Hourrah ! hourrah ! Je viens de recevoir deux cartes à la fois, l’une de ma femme, l’autre de ma sœur ; me voici complètement réjoui, je danse, je saute, je ris…

Allons, murs tristes et froids, souriez donc, je suis heureux après les journées d’angoisse que je viens de passer, ces deux cartes me rassurent et me débarrassent définitivement du cauchemar relatif à l’arrestation de ma femme.

Mais ma joie est de courte durée et me voici douloureusement ému en apprenant par le journal que Baekelmans, architecte, et Franck, commerçant, tous deux habitant Anvers, et condamnés à mort pour espionnage, ont été fusillés. Ô Dieu, j’invoque ton aide ; illumine-moi, afin que je puisse chanter l’héroïsme sublime de ces deux héros morts pour la Patrie. Ô chers compatriotes, le prisonnier du lugubre 510, plongé dans la douleur et la consternation, vous adresse l’hommage de sa profonde admiration.

**Consigne 1**
Recopiez le récit du prisonnier en commençant aux mots « Allons, murs tristes » et en vous arrêtant après « sa profonde admiration. », puis substituez « tourment » à « cauchemar ».
**Consigne 2**
Condensez le paragraphe du récit du prisonnier qui commence par « Mais ma joie est de courte durée » en conservant ses faits essentiels.

**Données affichées**

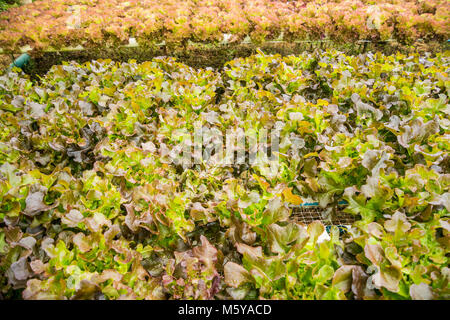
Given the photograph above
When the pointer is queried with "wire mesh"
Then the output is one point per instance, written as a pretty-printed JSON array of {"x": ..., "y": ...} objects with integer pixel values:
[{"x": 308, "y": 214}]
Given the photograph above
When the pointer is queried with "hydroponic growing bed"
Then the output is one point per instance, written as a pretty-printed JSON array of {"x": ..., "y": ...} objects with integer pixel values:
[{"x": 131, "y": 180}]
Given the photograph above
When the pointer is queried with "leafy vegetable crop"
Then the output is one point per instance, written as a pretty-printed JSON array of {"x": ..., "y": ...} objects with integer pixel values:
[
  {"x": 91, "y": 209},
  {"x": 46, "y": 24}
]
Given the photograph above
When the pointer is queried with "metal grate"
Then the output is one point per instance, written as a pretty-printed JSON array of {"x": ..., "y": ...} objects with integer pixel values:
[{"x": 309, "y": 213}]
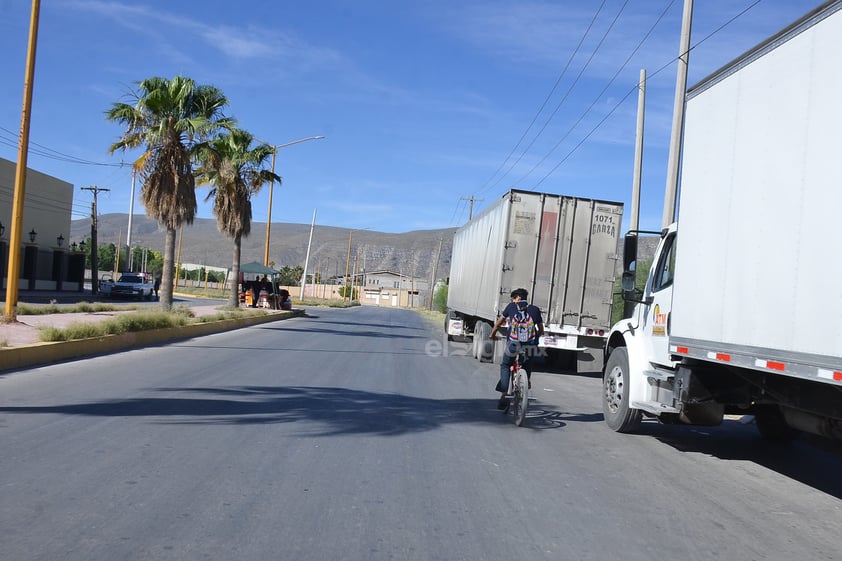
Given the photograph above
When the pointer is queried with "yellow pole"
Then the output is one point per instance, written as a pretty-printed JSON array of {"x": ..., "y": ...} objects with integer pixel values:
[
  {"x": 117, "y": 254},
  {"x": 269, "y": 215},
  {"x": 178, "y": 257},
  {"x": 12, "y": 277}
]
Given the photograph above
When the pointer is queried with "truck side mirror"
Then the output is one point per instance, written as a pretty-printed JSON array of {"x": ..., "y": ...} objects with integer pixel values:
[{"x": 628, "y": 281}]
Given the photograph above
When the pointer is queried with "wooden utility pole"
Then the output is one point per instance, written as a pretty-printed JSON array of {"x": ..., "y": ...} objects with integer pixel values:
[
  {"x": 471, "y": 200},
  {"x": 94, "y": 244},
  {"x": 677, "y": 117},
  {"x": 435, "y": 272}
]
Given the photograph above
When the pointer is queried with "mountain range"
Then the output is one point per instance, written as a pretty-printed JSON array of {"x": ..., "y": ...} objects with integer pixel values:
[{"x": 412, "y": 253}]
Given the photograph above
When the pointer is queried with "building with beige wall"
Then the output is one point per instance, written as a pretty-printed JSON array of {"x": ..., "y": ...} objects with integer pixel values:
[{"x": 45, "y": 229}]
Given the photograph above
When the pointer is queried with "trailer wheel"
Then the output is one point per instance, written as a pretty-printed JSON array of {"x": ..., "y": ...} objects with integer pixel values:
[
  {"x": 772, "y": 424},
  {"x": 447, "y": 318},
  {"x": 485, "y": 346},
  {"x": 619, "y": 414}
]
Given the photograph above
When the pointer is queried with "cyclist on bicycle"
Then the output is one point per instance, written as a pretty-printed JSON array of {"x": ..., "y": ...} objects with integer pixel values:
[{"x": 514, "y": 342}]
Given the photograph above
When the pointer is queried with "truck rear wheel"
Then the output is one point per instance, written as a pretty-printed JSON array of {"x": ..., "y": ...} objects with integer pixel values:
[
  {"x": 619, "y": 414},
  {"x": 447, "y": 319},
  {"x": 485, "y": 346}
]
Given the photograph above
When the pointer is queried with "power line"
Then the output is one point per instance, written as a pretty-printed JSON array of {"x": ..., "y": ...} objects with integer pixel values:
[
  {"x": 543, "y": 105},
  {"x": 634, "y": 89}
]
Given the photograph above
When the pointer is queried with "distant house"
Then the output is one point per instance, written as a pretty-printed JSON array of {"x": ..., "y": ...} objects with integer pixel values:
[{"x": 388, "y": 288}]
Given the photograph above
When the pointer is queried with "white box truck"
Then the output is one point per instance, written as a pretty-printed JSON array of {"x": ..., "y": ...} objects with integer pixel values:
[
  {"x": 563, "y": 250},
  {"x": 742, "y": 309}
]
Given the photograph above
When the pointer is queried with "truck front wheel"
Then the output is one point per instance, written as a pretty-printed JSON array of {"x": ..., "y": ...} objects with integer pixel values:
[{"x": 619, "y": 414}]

* * *

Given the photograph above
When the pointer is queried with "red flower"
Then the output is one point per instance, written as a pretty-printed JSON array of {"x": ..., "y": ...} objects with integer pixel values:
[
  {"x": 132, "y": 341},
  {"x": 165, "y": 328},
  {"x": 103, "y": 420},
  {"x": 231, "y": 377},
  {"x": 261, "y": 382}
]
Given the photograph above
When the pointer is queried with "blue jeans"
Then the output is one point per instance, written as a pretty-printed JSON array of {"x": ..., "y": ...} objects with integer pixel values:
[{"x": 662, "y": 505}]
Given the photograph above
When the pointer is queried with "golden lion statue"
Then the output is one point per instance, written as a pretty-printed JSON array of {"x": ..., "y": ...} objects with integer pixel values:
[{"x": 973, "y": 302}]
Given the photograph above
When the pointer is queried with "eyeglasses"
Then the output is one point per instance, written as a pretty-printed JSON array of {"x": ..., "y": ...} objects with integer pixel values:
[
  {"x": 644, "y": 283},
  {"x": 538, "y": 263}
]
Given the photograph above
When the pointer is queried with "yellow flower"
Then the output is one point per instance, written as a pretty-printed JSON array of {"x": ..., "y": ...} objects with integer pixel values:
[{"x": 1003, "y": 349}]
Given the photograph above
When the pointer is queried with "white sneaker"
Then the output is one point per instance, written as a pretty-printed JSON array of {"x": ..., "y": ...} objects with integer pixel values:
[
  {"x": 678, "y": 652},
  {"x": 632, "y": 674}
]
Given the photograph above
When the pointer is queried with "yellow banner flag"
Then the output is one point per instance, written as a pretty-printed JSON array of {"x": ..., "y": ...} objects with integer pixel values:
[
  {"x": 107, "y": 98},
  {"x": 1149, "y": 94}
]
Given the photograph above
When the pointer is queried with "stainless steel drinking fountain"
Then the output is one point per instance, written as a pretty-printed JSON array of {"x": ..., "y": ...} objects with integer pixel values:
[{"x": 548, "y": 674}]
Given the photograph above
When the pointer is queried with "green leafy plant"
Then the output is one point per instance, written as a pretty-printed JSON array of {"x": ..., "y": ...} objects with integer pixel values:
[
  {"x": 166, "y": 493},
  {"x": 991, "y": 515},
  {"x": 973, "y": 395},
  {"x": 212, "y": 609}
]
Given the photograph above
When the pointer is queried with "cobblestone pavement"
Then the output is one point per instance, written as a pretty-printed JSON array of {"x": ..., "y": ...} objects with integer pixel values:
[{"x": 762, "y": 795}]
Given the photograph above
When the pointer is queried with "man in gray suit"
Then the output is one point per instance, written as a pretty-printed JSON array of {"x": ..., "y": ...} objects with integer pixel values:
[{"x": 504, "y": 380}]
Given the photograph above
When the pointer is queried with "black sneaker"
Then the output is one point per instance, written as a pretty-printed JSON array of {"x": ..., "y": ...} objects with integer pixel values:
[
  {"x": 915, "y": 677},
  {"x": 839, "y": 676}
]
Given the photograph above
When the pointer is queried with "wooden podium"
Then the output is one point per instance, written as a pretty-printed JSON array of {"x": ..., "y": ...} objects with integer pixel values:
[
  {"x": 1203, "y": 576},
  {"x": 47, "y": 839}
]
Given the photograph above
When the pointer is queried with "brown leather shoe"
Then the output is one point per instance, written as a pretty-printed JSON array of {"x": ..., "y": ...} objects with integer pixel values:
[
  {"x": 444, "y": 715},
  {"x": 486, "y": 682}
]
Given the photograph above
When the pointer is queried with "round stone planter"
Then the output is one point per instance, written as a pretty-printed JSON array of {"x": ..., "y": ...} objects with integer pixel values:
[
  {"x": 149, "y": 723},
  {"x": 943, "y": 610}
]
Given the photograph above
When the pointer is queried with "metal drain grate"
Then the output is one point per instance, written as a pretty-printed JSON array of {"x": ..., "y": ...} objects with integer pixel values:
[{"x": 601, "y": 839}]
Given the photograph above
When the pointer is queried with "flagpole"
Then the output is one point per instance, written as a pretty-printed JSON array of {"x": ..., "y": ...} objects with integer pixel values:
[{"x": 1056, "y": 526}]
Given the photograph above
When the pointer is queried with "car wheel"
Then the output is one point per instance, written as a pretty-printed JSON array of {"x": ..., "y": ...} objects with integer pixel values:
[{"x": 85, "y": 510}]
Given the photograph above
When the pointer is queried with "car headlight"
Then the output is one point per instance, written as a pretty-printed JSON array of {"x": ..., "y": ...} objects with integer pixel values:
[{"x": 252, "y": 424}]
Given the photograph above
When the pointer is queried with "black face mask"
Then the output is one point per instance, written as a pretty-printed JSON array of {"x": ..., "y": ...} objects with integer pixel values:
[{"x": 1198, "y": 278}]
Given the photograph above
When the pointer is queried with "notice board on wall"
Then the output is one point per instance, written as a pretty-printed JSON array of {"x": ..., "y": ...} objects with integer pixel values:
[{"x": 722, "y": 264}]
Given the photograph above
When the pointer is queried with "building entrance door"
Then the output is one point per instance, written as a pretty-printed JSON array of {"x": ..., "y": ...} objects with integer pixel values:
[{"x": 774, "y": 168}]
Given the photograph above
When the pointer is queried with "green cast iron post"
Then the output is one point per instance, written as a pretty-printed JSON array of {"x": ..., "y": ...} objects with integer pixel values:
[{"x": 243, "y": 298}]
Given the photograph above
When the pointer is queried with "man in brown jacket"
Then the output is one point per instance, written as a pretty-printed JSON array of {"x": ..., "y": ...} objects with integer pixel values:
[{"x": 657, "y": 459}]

==

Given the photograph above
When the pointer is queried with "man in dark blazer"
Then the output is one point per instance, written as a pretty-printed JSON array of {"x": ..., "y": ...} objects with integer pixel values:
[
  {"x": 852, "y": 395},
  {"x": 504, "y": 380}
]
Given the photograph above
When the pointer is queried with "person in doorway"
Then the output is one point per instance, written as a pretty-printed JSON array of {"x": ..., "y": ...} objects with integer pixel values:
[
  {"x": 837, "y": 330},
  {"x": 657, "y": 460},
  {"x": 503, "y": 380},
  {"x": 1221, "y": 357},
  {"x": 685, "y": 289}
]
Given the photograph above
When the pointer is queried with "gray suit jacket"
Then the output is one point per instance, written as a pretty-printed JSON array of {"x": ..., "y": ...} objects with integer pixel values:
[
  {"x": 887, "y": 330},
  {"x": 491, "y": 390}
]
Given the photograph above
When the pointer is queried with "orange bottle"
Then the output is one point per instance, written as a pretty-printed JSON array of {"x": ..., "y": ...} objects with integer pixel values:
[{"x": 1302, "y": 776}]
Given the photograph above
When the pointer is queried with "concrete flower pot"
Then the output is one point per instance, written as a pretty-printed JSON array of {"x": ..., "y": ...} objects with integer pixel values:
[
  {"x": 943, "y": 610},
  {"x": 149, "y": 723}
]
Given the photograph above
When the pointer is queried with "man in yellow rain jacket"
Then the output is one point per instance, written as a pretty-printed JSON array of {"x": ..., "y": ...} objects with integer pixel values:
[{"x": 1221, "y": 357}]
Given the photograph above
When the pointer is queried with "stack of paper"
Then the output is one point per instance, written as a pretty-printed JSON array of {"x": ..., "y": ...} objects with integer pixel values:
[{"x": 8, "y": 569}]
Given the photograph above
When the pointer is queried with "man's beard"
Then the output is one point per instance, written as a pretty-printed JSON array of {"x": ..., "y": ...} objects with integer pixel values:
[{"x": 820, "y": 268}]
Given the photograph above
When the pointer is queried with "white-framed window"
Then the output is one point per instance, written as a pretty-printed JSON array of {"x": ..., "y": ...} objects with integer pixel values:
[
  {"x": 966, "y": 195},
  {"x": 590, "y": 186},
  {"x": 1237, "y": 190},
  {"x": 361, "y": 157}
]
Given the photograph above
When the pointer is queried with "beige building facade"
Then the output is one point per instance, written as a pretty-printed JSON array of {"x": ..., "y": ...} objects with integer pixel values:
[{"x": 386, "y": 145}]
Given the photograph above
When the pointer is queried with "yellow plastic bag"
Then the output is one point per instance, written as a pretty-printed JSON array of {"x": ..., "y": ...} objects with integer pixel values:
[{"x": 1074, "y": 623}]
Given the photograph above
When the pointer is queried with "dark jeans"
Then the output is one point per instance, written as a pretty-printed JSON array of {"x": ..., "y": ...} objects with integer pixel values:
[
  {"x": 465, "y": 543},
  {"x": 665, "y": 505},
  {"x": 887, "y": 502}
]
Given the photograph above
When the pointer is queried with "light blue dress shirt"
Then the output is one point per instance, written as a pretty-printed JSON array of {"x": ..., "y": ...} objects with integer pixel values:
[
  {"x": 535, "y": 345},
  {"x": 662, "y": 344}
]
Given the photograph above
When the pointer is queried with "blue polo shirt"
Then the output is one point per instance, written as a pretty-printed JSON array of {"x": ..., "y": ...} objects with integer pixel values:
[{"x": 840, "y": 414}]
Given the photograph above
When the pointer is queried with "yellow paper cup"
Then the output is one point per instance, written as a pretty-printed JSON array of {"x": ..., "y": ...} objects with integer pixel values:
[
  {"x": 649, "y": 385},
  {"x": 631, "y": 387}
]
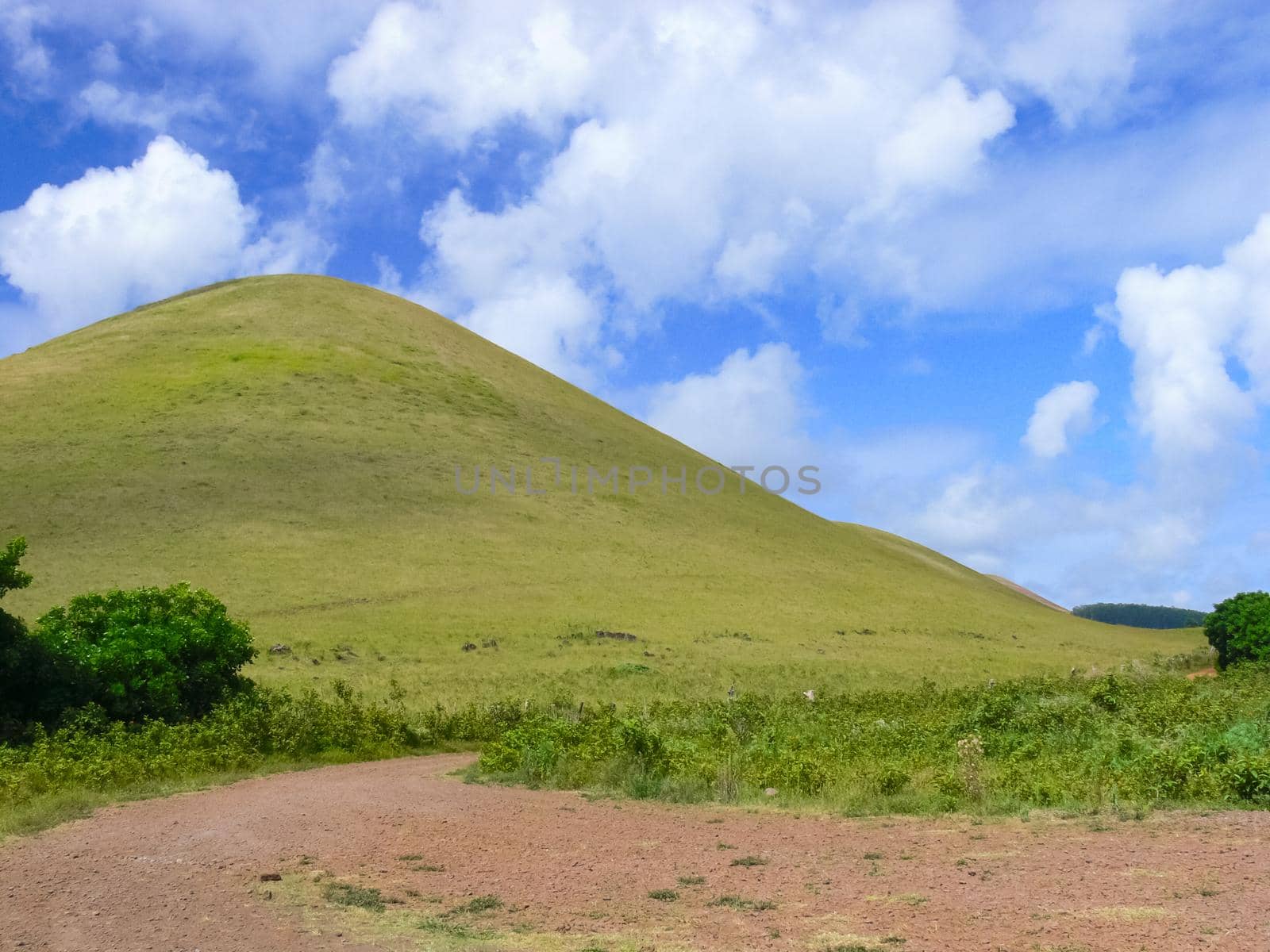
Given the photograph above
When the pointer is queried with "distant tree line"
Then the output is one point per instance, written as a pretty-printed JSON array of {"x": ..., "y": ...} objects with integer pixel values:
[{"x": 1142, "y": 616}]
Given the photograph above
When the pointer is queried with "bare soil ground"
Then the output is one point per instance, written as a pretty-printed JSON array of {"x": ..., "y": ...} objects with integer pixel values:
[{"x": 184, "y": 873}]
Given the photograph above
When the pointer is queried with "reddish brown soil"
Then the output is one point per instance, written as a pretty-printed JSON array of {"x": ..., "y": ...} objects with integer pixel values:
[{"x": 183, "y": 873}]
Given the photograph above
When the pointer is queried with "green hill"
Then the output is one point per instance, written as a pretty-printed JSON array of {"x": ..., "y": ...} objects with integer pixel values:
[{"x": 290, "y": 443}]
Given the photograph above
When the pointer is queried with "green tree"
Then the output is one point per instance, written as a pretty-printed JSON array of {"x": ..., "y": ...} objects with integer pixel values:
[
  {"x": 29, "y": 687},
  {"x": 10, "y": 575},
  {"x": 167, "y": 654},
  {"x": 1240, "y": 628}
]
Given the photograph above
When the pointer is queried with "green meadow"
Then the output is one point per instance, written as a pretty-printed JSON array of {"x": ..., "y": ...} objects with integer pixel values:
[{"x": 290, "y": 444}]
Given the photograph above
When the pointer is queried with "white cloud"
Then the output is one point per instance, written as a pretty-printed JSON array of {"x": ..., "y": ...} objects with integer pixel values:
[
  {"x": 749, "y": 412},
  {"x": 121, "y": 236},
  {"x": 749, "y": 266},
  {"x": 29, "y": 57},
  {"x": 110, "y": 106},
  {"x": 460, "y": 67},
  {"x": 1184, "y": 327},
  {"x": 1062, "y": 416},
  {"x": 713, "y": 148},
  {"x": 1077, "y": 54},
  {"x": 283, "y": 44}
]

**Réponse attendue 1**
Allons, murs tristes et froids, souriez donc, je suis heureux après les journées d’angoisse que je viens de passer, ces deux cartes me rassurent et me débarrassent définitivement du tourment relatif à l’arrestation de ma femme.

Mais ma joie est de courte durée et me voici douloureusement ému en apprenant par le journal que Baekelmans, architecte, et Franck, commerçant, tous deux habitant Anvers, et condamnés à mort pour espionnage, ont été fusillés. Ô Dieu, j’invoque ton aide ; illumine-moi, afin que je puisse chanter l’héroïsme sublime de ces deux héros morts pour la Patrie. Ô chers compatriotes, le prisonnier du lugubre 510, plongé dans la douleur et la consternation, vous adresse l’hommage de sa profonde admiration.

**Réponse attendue 2**
La joie retombe vite : le journal annonce que Baekelmans, architecte, et Franck, commerçant, tous deux d'Anvers et condamnés à mort pour espionnage, ont été fusillés. Le prisonnier du 510 implore Dieu de l'inspirer pour chanter l'héroïsme de ces deux hommes morts pour la Patrie. Il adresse à ces chers compatriotes l'hommage de sa profonde admiration.